» TEXT SEGMENT:
Red Quinoa Salad with Roasted Chilies, Green Tomatoes and Fresh Corn in a Creamy Meyer Lemon and Chive Dressing
By Heidi Allison
This easy and quick salad can masquerade as an on-trend side, or, a filling main dish - it all depends on the portion size. Its foundation is Red Quinoa—that South American uber-food which delivers a complete protein and a variety of phytochemicals, along with fiber, in each serving.
In this dish, the nutty taste of the quinoa is enhanced with smoked chilies, rich Avocado, Sweet Red Bell Peppers and fresh summer Corn— creating a filling, yet surprisingly light and refreshing, perfect summer meal. This meatless meal is also good for anyone that wants to reduce the amount of meat in their diet—just rotate it in one or twice per week for a healthy change…It holds up well in the fridge.

» APPLY WHAT YOU READ:
1. In the quinoa salad description, what decides whether the salad works as a side or as a main dish?
2. Using the quinoa salad description, explain why the dish suits people who want to eat less meat.

Stored items from a collection
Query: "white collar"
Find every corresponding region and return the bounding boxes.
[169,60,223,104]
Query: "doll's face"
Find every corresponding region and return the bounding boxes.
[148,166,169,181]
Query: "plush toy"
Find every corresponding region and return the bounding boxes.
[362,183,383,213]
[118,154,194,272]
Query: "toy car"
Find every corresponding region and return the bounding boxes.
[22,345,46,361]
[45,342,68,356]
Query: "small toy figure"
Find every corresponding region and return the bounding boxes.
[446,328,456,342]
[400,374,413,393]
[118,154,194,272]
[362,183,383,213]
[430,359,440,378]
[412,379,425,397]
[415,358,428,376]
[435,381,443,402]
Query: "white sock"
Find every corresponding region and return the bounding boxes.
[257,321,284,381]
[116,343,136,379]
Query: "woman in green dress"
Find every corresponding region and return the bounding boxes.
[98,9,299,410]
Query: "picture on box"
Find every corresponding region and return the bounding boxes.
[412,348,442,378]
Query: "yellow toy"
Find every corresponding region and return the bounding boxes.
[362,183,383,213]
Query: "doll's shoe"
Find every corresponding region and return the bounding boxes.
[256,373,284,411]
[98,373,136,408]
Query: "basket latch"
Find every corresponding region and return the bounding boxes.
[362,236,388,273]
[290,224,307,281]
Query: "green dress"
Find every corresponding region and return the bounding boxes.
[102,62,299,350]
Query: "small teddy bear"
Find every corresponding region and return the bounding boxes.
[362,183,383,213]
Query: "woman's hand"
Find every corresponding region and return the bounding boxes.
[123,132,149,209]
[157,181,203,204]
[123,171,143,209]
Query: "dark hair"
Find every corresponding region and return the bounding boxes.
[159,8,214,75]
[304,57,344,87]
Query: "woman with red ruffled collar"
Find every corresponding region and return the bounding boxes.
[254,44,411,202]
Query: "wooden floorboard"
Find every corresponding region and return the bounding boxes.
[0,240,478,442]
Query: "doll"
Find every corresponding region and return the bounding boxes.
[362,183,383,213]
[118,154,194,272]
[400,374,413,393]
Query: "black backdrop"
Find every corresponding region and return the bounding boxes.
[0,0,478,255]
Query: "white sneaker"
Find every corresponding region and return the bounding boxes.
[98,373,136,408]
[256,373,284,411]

...

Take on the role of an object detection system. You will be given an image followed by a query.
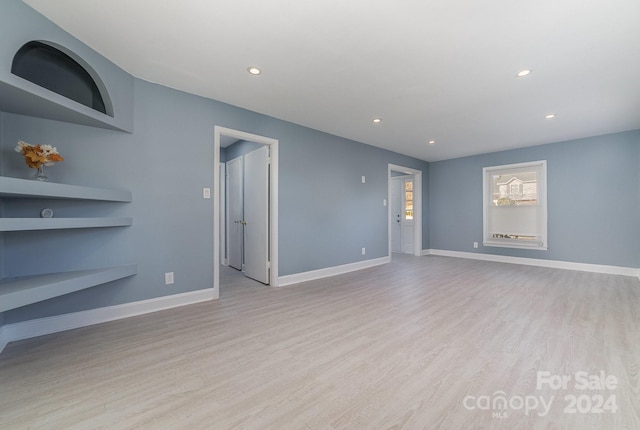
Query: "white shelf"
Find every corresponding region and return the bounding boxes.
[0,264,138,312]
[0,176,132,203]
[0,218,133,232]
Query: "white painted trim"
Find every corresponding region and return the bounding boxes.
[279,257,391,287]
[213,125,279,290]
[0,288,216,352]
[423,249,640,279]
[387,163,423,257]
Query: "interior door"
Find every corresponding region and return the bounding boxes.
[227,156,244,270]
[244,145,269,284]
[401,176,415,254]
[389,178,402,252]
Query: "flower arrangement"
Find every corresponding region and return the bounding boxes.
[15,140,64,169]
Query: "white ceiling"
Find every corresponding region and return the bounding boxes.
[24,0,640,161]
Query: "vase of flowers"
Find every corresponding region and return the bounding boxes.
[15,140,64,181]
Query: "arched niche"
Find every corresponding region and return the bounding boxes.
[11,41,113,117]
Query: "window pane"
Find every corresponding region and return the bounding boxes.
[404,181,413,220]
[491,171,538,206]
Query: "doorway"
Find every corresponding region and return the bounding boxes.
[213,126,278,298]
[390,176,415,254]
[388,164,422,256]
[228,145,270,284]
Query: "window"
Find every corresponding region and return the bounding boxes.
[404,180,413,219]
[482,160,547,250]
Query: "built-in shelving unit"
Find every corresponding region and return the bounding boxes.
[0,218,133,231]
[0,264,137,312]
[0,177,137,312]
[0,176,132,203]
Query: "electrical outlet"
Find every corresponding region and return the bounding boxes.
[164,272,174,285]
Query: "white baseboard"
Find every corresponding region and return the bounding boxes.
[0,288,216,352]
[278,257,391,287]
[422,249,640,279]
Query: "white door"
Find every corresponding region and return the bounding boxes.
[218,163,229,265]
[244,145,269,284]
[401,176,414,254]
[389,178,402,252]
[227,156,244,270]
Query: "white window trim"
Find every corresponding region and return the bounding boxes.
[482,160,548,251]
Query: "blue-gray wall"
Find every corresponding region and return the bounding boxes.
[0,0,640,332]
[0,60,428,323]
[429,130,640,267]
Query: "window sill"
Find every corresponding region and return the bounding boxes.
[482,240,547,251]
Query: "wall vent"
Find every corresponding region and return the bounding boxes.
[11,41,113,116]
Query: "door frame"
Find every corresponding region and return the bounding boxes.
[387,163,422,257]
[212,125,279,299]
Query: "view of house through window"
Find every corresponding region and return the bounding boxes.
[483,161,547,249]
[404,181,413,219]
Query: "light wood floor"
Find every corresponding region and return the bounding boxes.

» RESPONSES TO THE TASKS:
1. The portion size.

2. The salad is a meatless meal, so it can be rotated into their meals for a healthy change.